# [DIRECTIVE]
Reproduce verbatim the lines from the line containing "Mark the tree" up to and including the line containing "point(421, 387)".

# [DATASET EXTRACT]
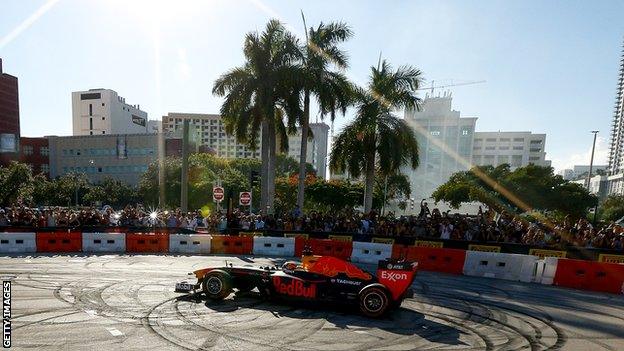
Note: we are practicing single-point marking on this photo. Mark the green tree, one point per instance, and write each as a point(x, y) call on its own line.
point(320, 80)
point(376, 133)
point(522, 190)
point(259, 96)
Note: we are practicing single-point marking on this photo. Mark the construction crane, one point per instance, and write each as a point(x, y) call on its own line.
point(432, 87)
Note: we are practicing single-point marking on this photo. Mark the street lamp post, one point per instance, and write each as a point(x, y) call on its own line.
point(591, 161)
point(591, 164)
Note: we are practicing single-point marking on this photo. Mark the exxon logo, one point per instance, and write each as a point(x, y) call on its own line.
point(393, 276)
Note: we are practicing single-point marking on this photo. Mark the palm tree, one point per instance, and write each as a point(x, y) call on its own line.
point(330, 88)
point(259, 96)
point(376, 135)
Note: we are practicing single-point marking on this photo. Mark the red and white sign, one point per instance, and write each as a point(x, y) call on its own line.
point(245, 198)
point(218, 193)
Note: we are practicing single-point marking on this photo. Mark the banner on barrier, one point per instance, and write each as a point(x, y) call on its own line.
point(426, 243)
point(250, 234)
point(383, 240)
point(609, 258)
point(296, 235)
point(483, 248)
point(341, 237)
point(548, 253)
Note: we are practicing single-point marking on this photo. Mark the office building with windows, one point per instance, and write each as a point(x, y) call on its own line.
point(208, 130)
point(120, 156)
point(445, 141)
point(102, 111)
point(517, 149)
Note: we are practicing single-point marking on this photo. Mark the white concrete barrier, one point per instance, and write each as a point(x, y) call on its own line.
point(548, 273)
point(500, 265)
point(273, 246)
point(189, 243)
point(18, 242)
point(370, 252)
point(103, 242)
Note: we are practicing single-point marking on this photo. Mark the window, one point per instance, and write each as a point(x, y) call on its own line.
point(27, 150)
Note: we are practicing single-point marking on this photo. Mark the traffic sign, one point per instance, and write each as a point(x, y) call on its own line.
point(218, 194)
point(245, 198)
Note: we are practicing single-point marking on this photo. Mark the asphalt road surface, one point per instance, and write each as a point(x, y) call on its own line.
point(127, 302)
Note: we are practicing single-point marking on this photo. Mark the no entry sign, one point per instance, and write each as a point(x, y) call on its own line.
point(217, 193)
point(245, 198)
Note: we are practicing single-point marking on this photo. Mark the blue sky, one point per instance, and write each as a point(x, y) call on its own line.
point(550, 66)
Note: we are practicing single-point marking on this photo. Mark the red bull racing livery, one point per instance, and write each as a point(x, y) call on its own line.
point(315, 278)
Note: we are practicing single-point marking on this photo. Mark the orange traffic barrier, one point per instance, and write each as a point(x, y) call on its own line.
point(588, 275)
point(437, 259)
point(59, 242)
point(335, 248)
point(234, 245)
point(147, 242)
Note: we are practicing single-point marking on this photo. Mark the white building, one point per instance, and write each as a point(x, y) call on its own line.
point(102, 111)
point(317, 147)
point(616, 150)
point(518, 149)
point(445, 142)
point(211, 133)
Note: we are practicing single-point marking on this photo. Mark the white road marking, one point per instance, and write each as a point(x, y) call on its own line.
point(114, 332)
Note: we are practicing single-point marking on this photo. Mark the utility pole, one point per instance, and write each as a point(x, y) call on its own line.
point(184, 180)
point(591, 161)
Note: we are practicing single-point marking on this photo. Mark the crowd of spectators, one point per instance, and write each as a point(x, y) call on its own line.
point(485, 226)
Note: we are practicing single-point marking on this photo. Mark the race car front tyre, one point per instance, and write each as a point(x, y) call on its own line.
point(217, 285)
point(374, 301)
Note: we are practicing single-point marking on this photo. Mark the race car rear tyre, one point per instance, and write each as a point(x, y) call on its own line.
point(374, 301)
point(217, 285)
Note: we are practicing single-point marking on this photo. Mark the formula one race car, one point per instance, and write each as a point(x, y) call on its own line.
point(315, 278)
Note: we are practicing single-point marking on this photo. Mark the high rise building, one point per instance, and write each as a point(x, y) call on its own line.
point(9, 117)
point(102, 111)
point(518, 149)
point(209, 131)
point(616, 150)
point(445, 140)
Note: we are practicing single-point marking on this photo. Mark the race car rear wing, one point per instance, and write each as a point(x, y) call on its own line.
point(396, 276)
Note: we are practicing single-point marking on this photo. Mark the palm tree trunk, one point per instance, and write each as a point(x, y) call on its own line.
point(305, 126)
point(272, 158)
point(369, 183)
point(264, 169)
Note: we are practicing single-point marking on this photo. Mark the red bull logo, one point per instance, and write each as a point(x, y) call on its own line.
point(331, 267)
point(294, 288)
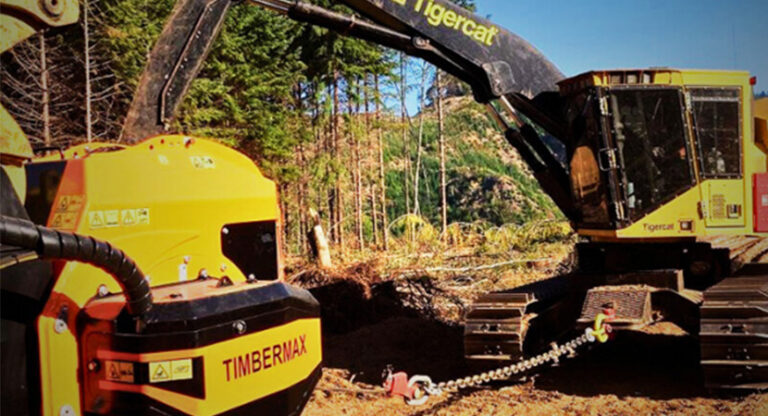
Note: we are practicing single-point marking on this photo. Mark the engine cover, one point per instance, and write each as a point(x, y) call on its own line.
point(207, 347)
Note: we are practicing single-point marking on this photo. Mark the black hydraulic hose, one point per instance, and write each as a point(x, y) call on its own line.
point(61, 245)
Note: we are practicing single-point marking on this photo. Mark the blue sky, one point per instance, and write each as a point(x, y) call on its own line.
point(581, 35)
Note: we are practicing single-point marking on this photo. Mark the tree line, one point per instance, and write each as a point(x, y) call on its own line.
point(324, 115)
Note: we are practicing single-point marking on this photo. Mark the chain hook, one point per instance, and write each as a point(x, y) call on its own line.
point(421, 387)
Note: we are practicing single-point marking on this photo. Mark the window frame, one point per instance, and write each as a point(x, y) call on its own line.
point(691, 100)
point(634, 215)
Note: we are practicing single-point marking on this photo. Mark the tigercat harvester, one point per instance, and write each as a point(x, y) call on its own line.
point(144, 279)
point(661, 171)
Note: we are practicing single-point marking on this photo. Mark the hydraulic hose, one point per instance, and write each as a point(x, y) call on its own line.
point(60, 245)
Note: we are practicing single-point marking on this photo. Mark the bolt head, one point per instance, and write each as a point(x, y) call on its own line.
point(240, 327)
point(103, 291)
point(66, 410)
point(59, 326)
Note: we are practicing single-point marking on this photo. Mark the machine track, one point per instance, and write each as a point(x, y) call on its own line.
point(734, 331)
point(732, 318)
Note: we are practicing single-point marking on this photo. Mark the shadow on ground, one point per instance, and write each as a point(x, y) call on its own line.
point(633, 364)
point(388, 324)
point(368, 328)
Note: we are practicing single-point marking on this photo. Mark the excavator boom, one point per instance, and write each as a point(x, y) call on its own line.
point(499, 66)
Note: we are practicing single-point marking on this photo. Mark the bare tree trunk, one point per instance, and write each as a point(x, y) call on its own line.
point(87, 68)
point(322, 250)
point(370, 157)
point(46, 94)
point(382, 178)
point(338, 227)
point(441, 141)
point(406, 148)
point(353, 109)
point(422, 101)
point(333, 145)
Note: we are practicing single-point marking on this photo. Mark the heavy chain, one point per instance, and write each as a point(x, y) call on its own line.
point(599, 332)
point(503, 373)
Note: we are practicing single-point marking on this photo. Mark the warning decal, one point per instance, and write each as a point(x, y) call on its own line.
point(67, 212)
point(121, 218)
point(170, 370)
point(118, 371)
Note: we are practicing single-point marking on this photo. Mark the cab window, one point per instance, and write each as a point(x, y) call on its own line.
point(716, 120)
point(650, 134)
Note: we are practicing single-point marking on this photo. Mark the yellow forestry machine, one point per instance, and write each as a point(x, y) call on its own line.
point(146, 279)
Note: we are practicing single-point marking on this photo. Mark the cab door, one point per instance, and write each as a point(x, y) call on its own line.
point(717, 127)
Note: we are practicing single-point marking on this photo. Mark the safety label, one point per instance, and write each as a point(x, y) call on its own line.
point(202, 162)
point(118, 371)
point(118, 218)
point(160, 371)
point(67, 212)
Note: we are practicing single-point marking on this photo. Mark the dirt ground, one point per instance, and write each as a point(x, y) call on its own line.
point(413, 325)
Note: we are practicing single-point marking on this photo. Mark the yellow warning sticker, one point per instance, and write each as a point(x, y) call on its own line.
point(67, 212)
point(64, 220)
point(112, 218)
point(118, 371)
point(142, 216)
point(202, 162)
point(128, 216)
point(181, 369)
point(160, 371)
point(96, 219)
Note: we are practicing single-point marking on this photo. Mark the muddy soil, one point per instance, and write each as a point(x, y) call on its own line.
point(411, 325)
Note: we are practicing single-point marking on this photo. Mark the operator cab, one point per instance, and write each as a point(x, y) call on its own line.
point(659, 152)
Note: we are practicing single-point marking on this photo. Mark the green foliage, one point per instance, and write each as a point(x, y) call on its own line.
point(482, 185)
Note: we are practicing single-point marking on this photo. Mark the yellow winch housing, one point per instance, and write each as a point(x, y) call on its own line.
point(185, 209)
point(666, 153)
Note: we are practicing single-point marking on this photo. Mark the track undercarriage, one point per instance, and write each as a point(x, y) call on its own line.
point(713, 289)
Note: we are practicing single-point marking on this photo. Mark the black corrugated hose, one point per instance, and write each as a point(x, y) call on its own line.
point(60, 245)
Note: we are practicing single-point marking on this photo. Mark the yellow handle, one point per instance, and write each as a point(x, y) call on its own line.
point(599, 330)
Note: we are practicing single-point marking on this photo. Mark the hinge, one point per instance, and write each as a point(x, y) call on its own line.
point(604, 106)
point(688, 101)
point(610, 158)
point(619, 211)
point(702, 209)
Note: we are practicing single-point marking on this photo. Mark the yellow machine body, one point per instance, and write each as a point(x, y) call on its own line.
point(166, 202)
point(712, 204)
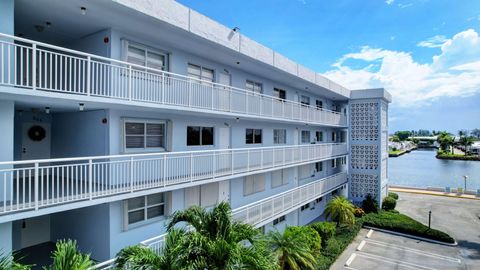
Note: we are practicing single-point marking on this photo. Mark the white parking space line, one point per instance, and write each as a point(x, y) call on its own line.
point(350, 259)
point(362, 244)
point(395, 262)
point(416, 251)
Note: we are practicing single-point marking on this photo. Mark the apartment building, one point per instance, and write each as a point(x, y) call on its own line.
point(117, 113)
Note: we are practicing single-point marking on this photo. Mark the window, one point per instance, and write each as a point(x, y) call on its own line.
point(254, 86)
point(278, 220)
point(253, 136)
point(305, 100)
point(145, 207)
point(305, 136)
point(279, 136)
point(147, 57)
point(200, 73)
point(319, 166)
point(279, 178)
point(253, 184)
point(199, 136)
point(334, 163)
point(144, 134)
point(305, 171)
point(279, 93)
point(206, 195)
point(319, 136)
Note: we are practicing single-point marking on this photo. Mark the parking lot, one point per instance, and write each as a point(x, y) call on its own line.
point(378, 250)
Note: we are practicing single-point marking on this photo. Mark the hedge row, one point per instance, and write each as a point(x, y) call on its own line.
point(394, 221)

# [FINAL RESULT]
Note: we are practicing single-point marking on this photo. Mark the tree line, one point per instance, and write each as a point(x, y) call on its own line.
point(324, 115)
Note: we are practicing single-point marking on this photo. Mark the chain hook, one point per instance, and write each as a point(x, y) call on its own line.
point(421, 387)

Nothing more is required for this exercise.